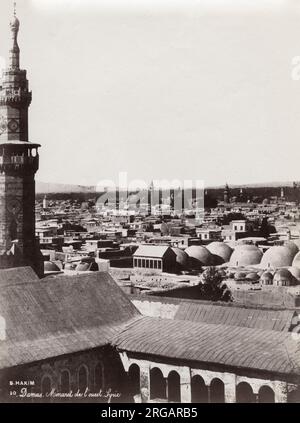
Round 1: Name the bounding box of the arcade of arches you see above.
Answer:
[121,353,294,403]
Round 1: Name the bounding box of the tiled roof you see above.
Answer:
[174,302,297,331]
[0,272,140,368]
[0,266,39,286]
[133,245,170,258]
[113,317,300,375]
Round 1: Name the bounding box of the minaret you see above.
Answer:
[0,10,43,276]
[224,184,230,204]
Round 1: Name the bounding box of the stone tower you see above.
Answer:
[0,12,43,276]
[224,184,230,204]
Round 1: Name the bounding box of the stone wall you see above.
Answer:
[0,347,127,402]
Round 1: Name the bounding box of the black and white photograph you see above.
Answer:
[0,0,300,410]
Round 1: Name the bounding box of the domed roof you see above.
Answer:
[230,244,262,267]
[44,261,61,272]
[172,247,189,267]
[261,246,295,268]
[284,241,299,256]
[234,272,246,281]
[185,245,213,266]
[65,263,76,270]
[207,241,233,263]
[289,266,300,280]
[273,269,294,286]
[76,263,90,272]
[260,272,273,281]
[246,272,259,281]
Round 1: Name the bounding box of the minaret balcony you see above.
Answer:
[0,155,39,173]
[0,91,32,106]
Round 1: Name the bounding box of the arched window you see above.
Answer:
[168,371,181,402]
[60,370,71,393]
[258,386,275,404]
[191,375,208,403]
[210,379,225,403]
[94,363,104,392]
[236,382,255,403]
[78,365,88,393]
[150,367,167,399]
[128,364,140,395]
[42,376,52,397]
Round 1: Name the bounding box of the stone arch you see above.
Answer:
[60,369,71,393]
[258,385,275,404]
[168,370,181,402]
[94,362,105,392]
[210,378,225,403]
[128,363,141,395]
[77,364,89,393]
[191,375,208,403]
[150,367,167,399]
[236,382,255,403]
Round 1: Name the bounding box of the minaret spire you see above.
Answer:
[9,2,20,70]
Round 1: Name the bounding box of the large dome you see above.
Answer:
[260,272,273,285]
[289,266,300,280]
[172,247,189,268]
[284,241,299,256]
[230,244,262,267]
[207,241,233,263]
[185,245,214,266]
[273,269,295,286]
[292,251,300,269]
[261,246,295,269]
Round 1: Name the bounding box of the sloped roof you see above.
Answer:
[0,272,140,368]
[174,302,297,331]
[113,317,300,375]
[0,266,40,286]
[133,245,175,258]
━━━━━━
Show each line of the records above that contains the word "minaret".

§ **RESULT BELOW**
Round 1: Name the bounding box of the minaret you see above.
Round 1: Name the bounding box of the minaret balcony you see above.
Round 1: Name the bounding box of the minaret spire you see above.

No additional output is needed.